### Provided text
/---

However, the coronavirus pandemic has spawned novel classwide
theories of liability for alleged safety breaches. One recently
filed litigation against a public employer, involving 10,000
corrections officers, asserts a cause of action under the state
constitution. The officers contend that, as a result of COVID-19,
they were forced to work additional overtime with insufficient rest
between shifts. They also claim that their employer failed to
mandate that coworkers who have contracted COVID-19 test negative
for the virus before returning to work. Consequently, they allege,
they suffered a constitutional threat to their bodily integrity.

Numerous class action suits have been filed by fast-food employees
who contend that their franchise employers have not adequately
protected them from COVID-19.

In an effort to evade the preemptive reach of workers' compensation
laws, the employees brought their claims under a "public nuisance"
theory. They hope to force employers to beef up safety precautions
and provide compensatory damages to employees who have fallen ill.
These cases have had some traction: in one case, a judge denied the
employer's motion to dismiss and granted a preliminary injunction
ordering it to enforce mask wearing and social distancing
requirements. The ruling came just days after a California judge
entered a TRO in a public nuisance case alleging the franchise
employees were told to wear coffee filters as masks.

It is the hope that these lawsuits are anomalies, spirited more by
public sentiment over the pandemic than traditional legal
principles; courts generally find that compliance with OSHA
standards and guidance from other enforcement agencies demonstrates
good faith by employers sufficient to defend against liability.

Other COVID-19 claims
Businesses are facing both class and individual litigation over
myriad COVID-19-related issues, including:

Negligence actions by families of deceased employees who allegedly
contracted COVID-19 on the job

Class action suits brought by furloughed and laid-off employees
alleging their employer misused CARES Act funds on expenditures
other than payroll costs

Class reimbursement claims against gyms and other membership-based
businesses whose members are seeking return of fees assessed while
the facilities were shut down Whistleblower and retaliation suits
alleging an employer disciplined or terminated an employee for
raising concerns about an unsafe workplace

Independent contractor "gig" workers seeking "employee" status so
they may be eligible for certain paid leave protections and
reimbursement for masks, hand sanitizers, and other COVID-19
necessities

Suits against assisted living facilities under Title III of the ADA
and its precursor, Section 504 of the Rehabilitation Act,
contending a failure to safeguard residents' health and safety

"Price-gouging" class actions against online and brick-and-mortar
retailers that allegedly hiked prices on hand sanitizers,
disinfecting wipes, and other high-demand products

Breach of contract actions against suppliers that, due to
COVID-19-related supply chain difficulties, failed to satisfy
delivery obligations

Commercial and residential landlord-tenant lease disputes over
pleas for rent forgiveness in light of the COVID-19-related
economic downturn

Class actions against universities by students seeking
reimbursement for the costs of room and board for the period after
residence halls were closed down.

\---

### The data

/---

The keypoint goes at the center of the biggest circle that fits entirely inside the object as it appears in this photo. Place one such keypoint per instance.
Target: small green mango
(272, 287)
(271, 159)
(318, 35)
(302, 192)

\---
/---

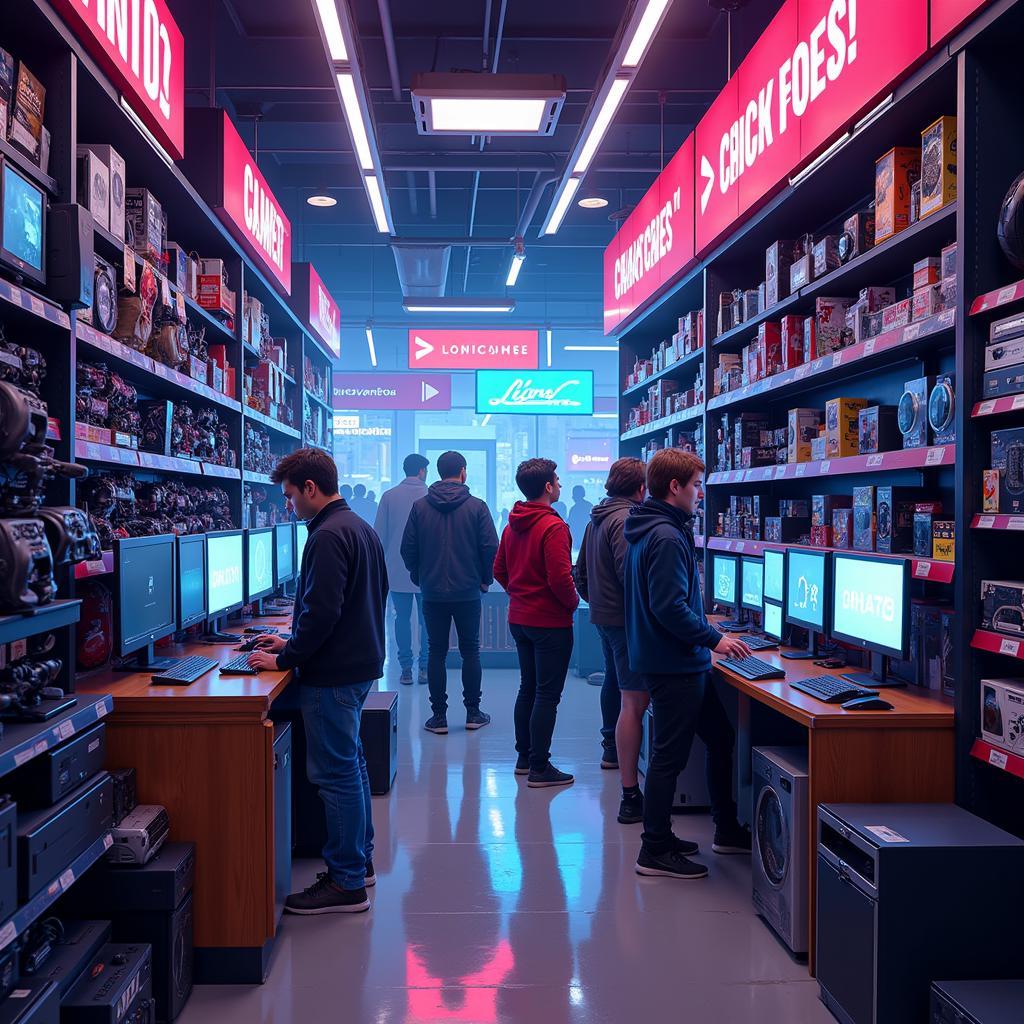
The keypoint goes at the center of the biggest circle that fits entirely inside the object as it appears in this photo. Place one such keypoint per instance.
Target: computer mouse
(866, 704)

\---
/---

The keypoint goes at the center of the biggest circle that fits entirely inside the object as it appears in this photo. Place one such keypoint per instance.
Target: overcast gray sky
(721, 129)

\---

### What needs to be done
Could you reproduce the COVID-19 litigation passage word for word, from "Breach of contract" to "were closed down."?

### Result
Breach of contract actions against suppliers that, due to
COVID-19-related supply chain difficulties, failed to satisfy
delivery obligations

Commercial and residential landlord-tenant lease disputes over
pleas for rent forgiveness in light of the COVID-19-related
economic downturn

Class actions against universities by students seeking
reimbursement for the costs of room and board for the period after
residence halls were closed down.